Estratto fornito ::
((
Per ottenere un carciofo perfetto, uno dei segreti è il coltello che viene utilizzato nella fase preparatoria, il cosiddetto trincetto (lo stesso tipo che utilizzano i calzolai del Ghetto), caratterizzato una lama sottile e molto affilata, perfetta per non rovinare il carciofo e non farlo diventare nero.
I carciofi crudi subiscono una prima bollitura in olio di circa 15-20 minuti (a seconda della durezza del carciofo) a una temperatura di 130°, poi vengono fatti riposare, raffreddare e dopo, uno per uno, vengono aperti e subiscono una seconda cottura in olio a 170°, ma solo per 3 minuti.
In questo modo il carciofo acquisisce quell’aspetto tipico aperto e croccante, che lo fa sembrare quasi una rosa.
Da Gigetto il carciofo alla Giudia viene proposto come antipasto, ma c’è chi lo consuma come spuntino o come secondo dopo un buon primo piatto, a volte addirittura come fine pasto.
))
Problema da risolvere :: Trascrivi parola per parola il passo dell'estratto sul carciofo alla giudia da "Da Gigetto il" a "come fine pasto.", estremi inclusi.

Dati forniti ::
((
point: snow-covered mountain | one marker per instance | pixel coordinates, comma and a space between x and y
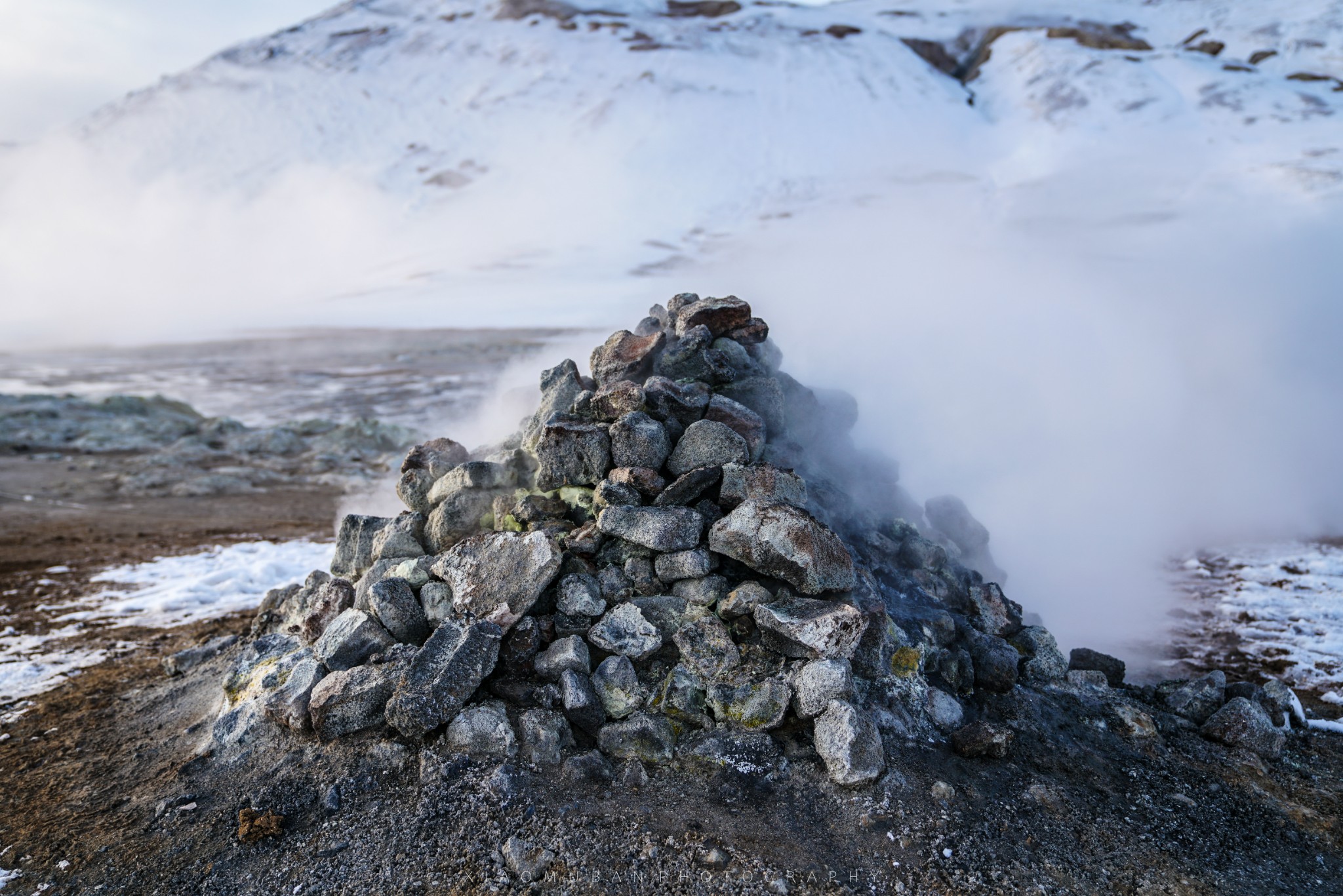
642, 136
))
Soluzione del compito ::
Da Gigetto il carciofo alla Giudia viene proposto come antipasto, ma c’è chi lo consuma come spuntino o come secondo dopo un buon primo piatto, a volte addirittura come fine pasto.